» Problem to work on:
Each entry below is to be duplicated precisely.

(Point localization data)
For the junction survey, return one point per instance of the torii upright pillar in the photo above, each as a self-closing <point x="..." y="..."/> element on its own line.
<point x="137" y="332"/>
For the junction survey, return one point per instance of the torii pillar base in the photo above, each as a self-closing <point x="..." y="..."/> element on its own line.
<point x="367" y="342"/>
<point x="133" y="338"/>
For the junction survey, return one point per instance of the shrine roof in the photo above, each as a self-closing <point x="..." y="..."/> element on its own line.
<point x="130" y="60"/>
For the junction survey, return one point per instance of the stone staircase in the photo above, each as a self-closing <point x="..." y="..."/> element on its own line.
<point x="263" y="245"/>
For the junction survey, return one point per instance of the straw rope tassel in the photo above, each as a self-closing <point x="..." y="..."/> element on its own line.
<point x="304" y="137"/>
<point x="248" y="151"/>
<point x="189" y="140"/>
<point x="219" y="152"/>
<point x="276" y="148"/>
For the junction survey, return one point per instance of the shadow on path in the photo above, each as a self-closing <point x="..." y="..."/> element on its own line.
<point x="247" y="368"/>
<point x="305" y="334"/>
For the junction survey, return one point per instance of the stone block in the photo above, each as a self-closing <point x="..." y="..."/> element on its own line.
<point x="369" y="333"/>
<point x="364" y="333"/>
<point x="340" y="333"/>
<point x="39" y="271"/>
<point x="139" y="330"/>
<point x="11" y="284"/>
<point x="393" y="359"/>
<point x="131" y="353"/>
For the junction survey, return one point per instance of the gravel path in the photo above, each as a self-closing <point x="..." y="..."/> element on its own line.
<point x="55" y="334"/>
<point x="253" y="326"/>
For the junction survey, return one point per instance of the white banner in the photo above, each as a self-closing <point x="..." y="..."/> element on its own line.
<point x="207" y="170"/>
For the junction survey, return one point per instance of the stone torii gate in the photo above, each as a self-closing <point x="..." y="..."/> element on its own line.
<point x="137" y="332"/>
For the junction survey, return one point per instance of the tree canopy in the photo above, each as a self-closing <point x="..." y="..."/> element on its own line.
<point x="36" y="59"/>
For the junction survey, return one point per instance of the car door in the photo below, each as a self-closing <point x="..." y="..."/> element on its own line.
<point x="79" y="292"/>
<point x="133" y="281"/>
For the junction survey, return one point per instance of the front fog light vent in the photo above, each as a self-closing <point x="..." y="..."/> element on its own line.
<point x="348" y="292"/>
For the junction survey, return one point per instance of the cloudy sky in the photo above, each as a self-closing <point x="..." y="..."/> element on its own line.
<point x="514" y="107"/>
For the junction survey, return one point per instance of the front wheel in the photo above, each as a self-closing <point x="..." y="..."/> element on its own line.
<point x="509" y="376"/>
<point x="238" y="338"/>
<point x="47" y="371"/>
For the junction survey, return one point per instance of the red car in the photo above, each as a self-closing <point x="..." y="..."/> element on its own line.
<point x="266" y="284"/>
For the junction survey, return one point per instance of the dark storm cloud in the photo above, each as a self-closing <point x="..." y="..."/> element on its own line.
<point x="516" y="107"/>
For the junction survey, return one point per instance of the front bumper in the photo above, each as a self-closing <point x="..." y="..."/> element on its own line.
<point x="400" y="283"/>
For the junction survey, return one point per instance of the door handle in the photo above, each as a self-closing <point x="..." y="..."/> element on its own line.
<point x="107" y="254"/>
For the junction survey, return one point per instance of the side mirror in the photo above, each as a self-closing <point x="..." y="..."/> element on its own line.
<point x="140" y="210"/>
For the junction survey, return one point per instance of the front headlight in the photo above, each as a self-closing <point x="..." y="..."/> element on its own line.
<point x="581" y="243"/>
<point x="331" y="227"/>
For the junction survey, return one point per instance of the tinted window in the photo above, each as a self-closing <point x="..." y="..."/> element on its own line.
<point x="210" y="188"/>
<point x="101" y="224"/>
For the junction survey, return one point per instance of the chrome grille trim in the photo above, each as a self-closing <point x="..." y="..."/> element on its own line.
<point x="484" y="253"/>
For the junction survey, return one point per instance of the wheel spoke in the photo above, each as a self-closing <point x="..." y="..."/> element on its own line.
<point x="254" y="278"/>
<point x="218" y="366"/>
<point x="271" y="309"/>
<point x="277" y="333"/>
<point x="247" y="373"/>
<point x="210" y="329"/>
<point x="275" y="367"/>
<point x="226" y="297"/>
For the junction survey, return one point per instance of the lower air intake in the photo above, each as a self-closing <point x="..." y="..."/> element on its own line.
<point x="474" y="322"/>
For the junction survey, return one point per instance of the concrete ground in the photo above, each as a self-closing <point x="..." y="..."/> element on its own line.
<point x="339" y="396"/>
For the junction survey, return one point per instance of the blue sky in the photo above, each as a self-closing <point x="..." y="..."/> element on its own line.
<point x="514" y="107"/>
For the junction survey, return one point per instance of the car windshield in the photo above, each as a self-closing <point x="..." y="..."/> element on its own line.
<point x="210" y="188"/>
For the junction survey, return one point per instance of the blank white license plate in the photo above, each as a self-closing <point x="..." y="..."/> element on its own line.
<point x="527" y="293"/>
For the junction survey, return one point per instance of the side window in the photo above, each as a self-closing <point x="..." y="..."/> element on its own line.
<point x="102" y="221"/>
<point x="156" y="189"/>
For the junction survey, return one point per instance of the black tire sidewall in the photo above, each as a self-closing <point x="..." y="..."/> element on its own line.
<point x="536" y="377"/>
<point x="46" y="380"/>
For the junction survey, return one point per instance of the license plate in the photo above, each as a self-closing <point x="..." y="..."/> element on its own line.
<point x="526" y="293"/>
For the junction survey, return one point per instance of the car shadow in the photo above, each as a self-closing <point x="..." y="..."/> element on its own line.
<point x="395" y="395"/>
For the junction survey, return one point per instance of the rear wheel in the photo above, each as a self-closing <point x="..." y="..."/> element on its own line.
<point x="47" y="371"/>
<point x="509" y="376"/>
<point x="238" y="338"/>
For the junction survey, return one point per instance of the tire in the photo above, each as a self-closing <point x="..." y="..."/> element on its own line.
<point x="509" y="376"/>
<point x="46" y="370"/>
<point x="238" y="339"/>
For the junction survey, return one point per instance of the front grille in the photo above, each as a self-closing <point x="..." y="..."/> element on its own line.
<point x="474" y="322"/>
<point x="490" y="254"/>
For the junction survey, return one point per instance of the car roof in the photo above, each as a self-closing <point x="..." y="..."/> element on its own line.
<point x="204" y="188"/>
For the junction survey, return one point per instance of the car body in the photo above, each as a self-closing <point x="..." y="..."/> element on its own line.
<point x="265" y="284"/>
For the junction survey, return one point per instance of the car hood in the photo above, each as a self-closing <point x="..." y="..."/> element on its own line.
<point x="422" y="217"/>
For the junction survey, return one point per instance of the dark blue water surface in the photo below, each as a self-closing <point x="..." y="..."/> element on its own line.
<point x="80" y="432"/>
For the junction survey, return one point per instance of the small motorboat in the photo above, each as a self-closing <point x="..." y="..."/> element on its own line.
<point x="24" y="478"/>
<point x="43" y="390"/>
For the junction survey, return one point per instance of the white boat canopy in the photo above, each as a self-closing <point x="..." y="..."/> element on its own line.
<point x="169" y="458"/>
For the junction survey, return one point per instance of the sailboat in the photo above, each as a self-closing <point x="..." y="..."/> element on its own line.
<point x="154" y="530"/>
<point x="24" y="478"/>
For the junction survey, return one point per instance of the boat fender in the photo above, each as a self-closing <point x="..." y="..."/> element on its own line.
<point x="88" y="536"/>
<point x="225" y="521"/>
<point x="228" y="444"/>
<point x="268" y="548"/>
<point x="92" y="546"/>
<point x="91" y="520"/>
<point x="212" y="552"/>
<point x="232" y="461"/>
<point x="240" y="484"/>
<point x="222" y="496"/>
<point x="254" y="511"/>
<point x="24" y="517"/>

» Solution to this task:
For the junction survey, return one point per instance of the torii upright pillar in the photo above, each as a self-closing <point x="..." y="..."/> element on its own line.
<point x="137" y="332"/>
For the junction survey, return one point per instance of the torii pillar base in the photo above, each as a self-closing <point x="..." y="..."/> element on its own line.
<point x="367" y="342"/>
<point x="133" y="338"/>
For the junction survey, return one point per instance of the shrine roof in the photo above, each as a self-closing <point x="..." y="..."/> element on its own line.
<point x="130" y="60"/>
For the junction survey, return one point per instance of the stone staircase in the photo above, each as a self-closing <point x="..." y="..."/> element on its own line.
<point x="263" y="245"/>
For the junction survey, return one point per instance of the straw rope tassel in the photo above, each as a self-closing <point x="..." y="..."/> element on its own line.
<point x="304" y="137"/>
<point x="248" y="151"/>
<point x="189" y="140"/>
<point x="219" y="152"/>
<point x="276" y="148"/>
For the junction survey, return one point per instance of the shadow on path in the photo above, each as a self-closing <point x="..." y="..."/> element on its own line.
<point x="247" y="368"/>
<point x="305" y="334"/>
For the junction survey, return one point per instance of the stone block in the photo above, each as a self-closing <point x="..." y="..."/> element on its own line.
<point x="369" y="333"/>
<point x="364" y="333"/>
<point x="340" y="333"/>
<point x="39" y="271"/>
<point x="139" y="330"/>
<point x="11" y="284"/>
<point x="393" y="359"/>
<point x="131" y="353"/>
For the junction survey, return one point per instance of the gravel path in the photo above, each as a self-closing <point x="..." y="..."/> element on its own line.
<point x="55" y="334"/>
<point x="253" y="326"/>
For the junction survey, return one point per instance of the white banner in the photo above, each as a self-closing <point x="..." y="..."/> element on its own line.
<point x="207" y="170"/>
For the junction survey, return one point per instance of the stone torii gate in the photo above, each as a self-closing <point x="..." y="..."/> element on its own line.
<point x="137" y="332"/>
For the junction survey, return one point per instance of the tree canopy in the photo above, each as a self-closing <point x="..." y="..."/> element on its own line.
<point x="36" y="59"/>
For the junction survey, return one point per instance of the car door in the photo below, each as a self-closing <point x="..." y="..."/> element on its own line.
<point x="79" y="292"/>
<point x="133" y="281"/>
For the junction survey, return one point per instance of the front fog light vent in the photo above, each as a self-closing <point x="..." y="..."/> element on its own line.
<point x="348" y="292"/>
For the junction survey, return one point per instance of the cloudy sky in the photo above, each as a self-closing <point x="..." y="..."/> element on its own line.
<point x="514" y="107"/>
For the junction survey, return one point per instance of the front wheel in the photo above, each as a self-closing <point x="..." y="..."/> element on its own line.
<point x="509" y="376"/>
<point x="238" y="338"/>
<point x="47" y="371"/>
For the junction survey, return one point per instance of the red car in the photo above, each as a self-closing <point x="..." y="..."/> element on its own line.
<point x="266" y="284"/>
For the junction survey, return one point per instance of the dark storm cloud in the photo above, each as a self-closing <point x="..." y="..."/> element on its own line.
<point x="516" y="107"/>
For the junction survey, return one point per instance of the front bumper in the photo above, each as a self-closing <point x="..." y="..."/> element on its own line.
<point x="400" y="283"/>
For the junction survey, return one point per instance of the door handle in the photo above, each as a self-closing <point x="..." y="..."/> element on its own line.
<point x="107" y="254"/>
For the junction survey, return one point per instance of the side mirror in the photo above, each as a self-closing <point x="..." y="..."/> element on its own line.
<point x="140" y="210"/>
For the junction survey, return one point per instance of the front headlight in the photo above, each as a self-closing <point x="..." y="..."/> element on its own line.
<point x="581" y="243"/>
<point x="331" y="227"/>
For the junction survey, return one point per instance of the tinted window in the photo above, each as a self-closing <point x="..." y="..."/> element on its own line.
<point x="210" y="188"/>
<point x="101" y="224"/>
For the junction survey, return one point per instance of the chrome grille trim in the photo above, each as a self-closing <point x="..." y="..."/> element on its own line.
<point x="484" y="253"/>
For the junction survey, return one point per instance of the wheel spoke in the photo above, each as a self-closing <point x="..." y="..."/> element on its own line.
<point x="254" y="278"/>
<point x="218" y="366"/>
<point x="271" y="309"/>
<point x="277" y="333"/>
<point x="247" y="373"/>
<point x="210" y="329"/>
<point x="275" y="367"/>
<point x="226" y="297"/>
For the junction survey, return one point per instance of the lower air intake in the photo above, each as a self-closing <point x="..." y="..."/> element on its own line.
<point x="474" y="322"/>
For the junction survey, return one point per instance of the concrete ground in the photo above, each as a self-closing <point x="..." y="..."/> element on its own line.
<point x="339" y="396"/>
For the junction survey, return one point per instance of the blue sky in the photo above, each as a self-closing <point x="..." y="..."/> element on its own line.
<point x="514" y="107"/>
For the junction survey, return one point per instance of the car windshield in the photo above, each as a self-closing <point x="..." y="..."/> element on its own line.
<point x="210" y="188"/>
For the junction survey, return one point per instance of the blank white license plate in the photo above, each as a self-closing <point x="..." y="..."/> element on its own line.
<point x="527" y="293"/>
For the junction survey, return one point per instance of the side window in the photo above, each as a self-closing <point x="..." y="..."/> element on its own line.
<point x="102" y="221"/>
<point x="156" y="189"/>
For the junction survey, return one point per instance of the black tire sidewall in the photo above, each as a self-closing <point x="..." y="..."/> element on its own line.
<point x="536" y="377"/>
<point x="46" y="380"/>
For the junction survey, return one point per instance of the license plate in the photo above, each as a self-closing <point x="..." y="..."/> element on its own line.
<point x="526" y="293"/>
For the junction survey, return one point per instance of the car shadow in the photo above, each as a self-closing <point x="..." y="..."/> element on its own line.
<point x="395" y="395"/>
For the junction survey, return one point per instance of the rear wheel in the photo above, each as a self-closing <point x="..." y="..."/> element on its own line.
<point x="47" y="371"/>
<point x="509" y="376"/>
<point x="238" y="338"/>
For the junction survey, return one point per instance of the tire in the photo above, each as a self-closing <point x="..." y="..."/> element on its own line.
<point x="509" y="376"/>
<point x="46" y="370"/>
<point x="238" y="339"/>
For the junction survey, return one point per instance of the front grille in the photo above, each as a self-closing <point x="..." y="..."/> element on its own line.
<point x="474" y="322"/>
<point x="490" y="254"/>
For the junction survey, return one point per instance of the car roof in the photo above, each as a self-closing <point x="..." y="..."/> element on its own line.
<point x="204" y="188"/>
For the junction survey, return one point per instance of the car body in the photo above, each as a self-closing <point x="..." y="..."/> element on its own line.
<point x="265" y="284"/>
For the junction survey, return one point per instance of the car hood in the photo above, each as a self-closing <point x="..." y="..."/> element on its own line.
<point x="422" y="217"/>
For the junction survey, return one point per instance of the dark blue water surface in the photo below, each as a self-closing <point x="..." y="..."/> element on its own line.
<point x="80" y="432"/>
For the junction survey, return one point per instance of the small motorboat in the photo above, each as a self-closing <point x="..." y="..."/> element on its own line.
<point x="24" y="478"/>
<point x="43" y="390"/>
For the junction survey, return one point per instance of the white boat canopy in the photo above, each as a self-closing <point x="..." y="..."/> element on its own line.
<point x="169" y="458"/>
For the junction survey, return one point per instance of the sailboat in the photo above, each as a self-closing <point x="..." y="..."/> element on its own line.
<point x="154" y="530"/>
<point x="24" y="478"/>
For the junction survey, return one point per instance of the boat fender in the photo above, each as a self-closing <point x="..." y="..."/> element on its own line.
<point x="88" y="536"/>
<point x="225" y="521"/>
<point x="228" y="444"/>
<point x="268" y="548"/>
<point x="92" y="546"/>
<point x="91" y="520"/>
<point x="212" y="552"/>
<point x="232" y="461"/>
<point x="240" y="484"/>
<point x="222" y="496"/>
<point x="254" y="511"/>
<point x="24" y="517"/>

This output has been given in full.